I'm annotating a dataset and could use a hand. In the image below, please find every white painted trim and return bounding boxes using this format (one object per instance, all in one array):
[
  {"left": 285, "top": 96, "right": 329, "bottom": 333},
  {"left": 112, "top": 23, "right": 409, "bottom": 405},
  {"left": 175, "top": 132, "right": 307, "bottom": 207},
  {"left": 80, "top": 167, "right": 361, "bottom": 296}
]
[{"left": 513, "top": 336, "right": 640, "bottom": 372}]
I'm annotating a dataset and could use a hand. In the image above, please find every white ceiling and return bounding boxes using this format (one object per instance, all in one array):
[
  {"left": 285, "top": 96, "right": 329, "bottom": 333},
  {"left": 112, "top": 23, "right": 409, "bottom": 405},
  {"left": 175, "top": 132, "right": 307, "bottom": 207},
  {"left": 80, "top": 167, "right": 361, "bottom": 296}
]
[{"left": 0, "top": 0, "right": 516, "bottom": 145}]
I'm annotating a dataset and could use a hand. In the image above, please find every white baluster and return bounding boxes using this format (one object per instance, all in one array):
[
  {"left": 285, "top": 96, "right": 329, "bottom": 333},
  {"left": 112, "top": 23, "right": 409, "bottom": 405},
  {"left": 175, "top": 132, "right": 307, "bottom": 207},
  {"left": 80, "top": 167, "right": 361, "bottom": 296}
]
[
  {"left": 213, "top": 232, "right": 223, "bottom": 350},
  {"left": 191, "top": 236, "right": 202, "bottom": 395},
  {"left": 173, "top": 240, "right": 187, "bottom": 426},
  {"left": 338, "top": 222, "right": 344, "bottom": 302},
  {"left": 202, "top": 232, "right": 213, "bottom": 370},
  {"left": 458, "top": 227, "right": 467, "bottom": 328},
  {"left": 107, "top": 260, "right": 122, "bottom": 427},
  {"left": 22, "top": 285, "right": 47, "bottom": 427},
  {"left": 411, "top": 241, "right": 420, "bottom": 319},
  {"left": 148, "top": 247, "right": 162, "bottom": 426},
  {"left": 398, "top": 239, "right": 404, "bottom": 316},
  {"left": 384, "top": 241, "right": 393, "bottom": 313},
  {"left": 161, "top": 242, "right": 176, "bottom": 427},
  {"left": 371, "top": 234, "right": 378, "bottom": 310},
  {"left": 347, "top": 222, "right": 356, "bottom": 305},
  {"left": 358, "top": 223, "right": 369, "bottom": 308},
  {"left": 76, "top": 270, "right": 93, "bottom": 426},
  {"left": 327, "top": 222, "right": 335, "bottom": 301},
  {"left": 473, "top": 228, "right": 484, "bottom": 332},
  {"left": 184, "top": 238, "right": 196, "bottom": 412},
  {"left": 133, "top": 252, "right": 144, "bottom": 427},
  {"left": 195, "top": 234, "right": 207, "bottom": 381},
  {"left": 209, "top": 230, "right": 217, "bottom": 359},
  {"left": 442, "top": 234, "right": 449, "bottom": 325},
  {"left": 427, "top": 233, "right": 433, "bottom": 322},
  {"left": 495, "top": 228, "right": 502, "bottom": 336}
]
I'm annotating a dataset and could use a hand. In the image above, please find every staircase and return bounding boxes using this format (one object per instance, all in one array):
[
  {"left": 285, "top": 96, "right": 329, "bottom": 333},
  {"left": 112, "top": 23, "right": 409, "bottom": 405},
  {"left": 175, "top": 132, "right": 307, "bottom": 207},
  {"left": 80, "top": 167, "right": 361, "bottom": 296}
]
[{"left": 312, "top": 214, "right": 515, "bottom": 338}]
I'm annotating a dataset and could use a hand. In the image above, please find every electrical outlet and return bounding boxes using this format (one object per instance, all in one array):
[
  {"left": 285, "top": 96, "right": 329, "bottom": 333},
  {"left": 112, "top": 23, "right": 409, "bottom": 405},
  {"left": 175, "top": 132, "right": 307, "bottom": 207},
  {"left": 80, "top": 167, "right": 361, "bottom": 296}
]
***
### TASK DIRECTIONS
Restate the data above exactly, keeping each word as it stands.

### RESULT
I'm annotating a dataset and could use a hand. In the image below, please find every white painted trim and return bounding boxes using this format (one object per instance, all in one array):
[
  {"left": 285, "top": 96, "right": 329, "bottom": 333},
  {"left": 112, "top": 23, "right": 409, "bottom": 405},
  {"left": 175, "top": 132, "right": 307, "bottom": 207},
  {"left": 80, "top": 167, "right": 361, "bottom": 296}
]
[{"left": 513, "top": 336, "right": 640, "bottom": 372}]
I'm annotating a dataset and could use a hand. In the image above, please find every white ceiling and return bounding boxes using this format (one object per instance, all in one array):
[
  {"left": 285, "top": 96, "right": 329, "bottom": 333},
  {"left": 112, "top": 23, "right": 409, "bottom": 405},
  {"left": 175, "top": 132, "right": 307, "bottom": 207},
  {"left": 80, "top": 167, "right": 361, "bottom": 296}
]
[{"left": 0, "top": 0, "right": 516, "bottom": 145}]
I'm annotating a dataset and could use a hand. In the image above, please find every white baluster and return bounding boxes using this format (one object per instance, all in one array):
[
  {"left": 285, "top": 96, "right": 329, "bottom": 333},
  {"left": 112, "top": 23, "right": 409, "bottom": 405},
  {"left": 175, "top": 132, "right": 307, "bottom": 207},
  {"left": 80, "top": 167, "right": 361, "bottom": 296}
]
[
  {"left": 213, "top": 232, "right": 223, "bottom": 350},
  {"left": 191, "top": 236, "right": 202, "bottom": 395},
  {"left": 173, "top": 240, "right": 187, "bottom": 426},
  {"left": 338, "top": 222, "right": 344, "bottom": 302},
  {"left": 202, "top": 232, "right": 213, "bottom": 370},
  {"left": 458, "top": 227, "right": 467, "bottom": 328},
  {"left": 107, "top": 260, "right": 122, "bottom": 427},
  {"left": 22, "top": 285, "right": 47, "bottom": 427},
  {"left": 411, "top": 241, "right": 420, "bottom": 319},
  {"left": 148, "top": 247, "right": 162, "bottom": 426},
  {"left": 398, "top": 239, "right": 404, "bottom": 316},
  {"left": 384, "top": 241, "right": 393, "bottom": 313},
  {"left": 161, "top": 242, "right": 176, "bottom": 427},
  {"left": 371, "top": 234, "right": 378, "bottom": 310},
  {"left": 347, "top": 222, "right": 356, "bottom": 305},
  {"left": 358, "top": 223, "right": 369, "bottom": 308},
  {"left": 76, "top": 270, "right": 93, "bottom": 426},
  {"left": 327, "top": 222, "right": 335, "bottom": 301},
  {"left": 473, "top": 228, "right": 484, "bottom": 332},
  {"left": 184, "top": 238, "right": 196, "bottom": 412},
  {"left": 133, "top": 252, "right": 144, "bottom": 427},
  {"left": 195, "top": 234, "right": 207, "bottom": 381},
  {"left": 209, "top": 230, "right": 217, "bottom": 359},
  {"left": 442, "top": 234, "right": 449, "bottom": 325},
  {"left": 427, "top": 233, "right": 433, "bottom": 322},
  {"left": 495, "top": 228, "right": 502, "bottom": 336}
]
I'm annotating a dataset and could use a hand. In the image above, please find every staircase and return bounding boxes using this format (one object per instance, all in one array):
[
  {"left": 285, "top": 96, "right": 329, "bottom": 333},
  {"left": 112, "top": 23, "right": 409, "bottom": 405},
  {"left": 175, "top": 132, "right": 307, "bottom": 207},
  {"left": 80, "top": 167, "right": 361, "bottom": 296}
]
[{"left": 312, "top": 214, "right": 515, "bottom": 338}]
I'm annotating a dataset and could use a hand. In the image above, please find every electrical outlet and return bounding boxes using this format (one object per instance, all in one array):
[
  {"left": 285, "top": 96, "right": 329, "bottom": 333},
  {"left": 112, "top": 23, "right": 409, "bottom": 405},
  {"left": 175, "top": 132, "right": 307, "bottom": 207},
  {"left": 80, "top": 167, "right": 361, "bottom": 296}
]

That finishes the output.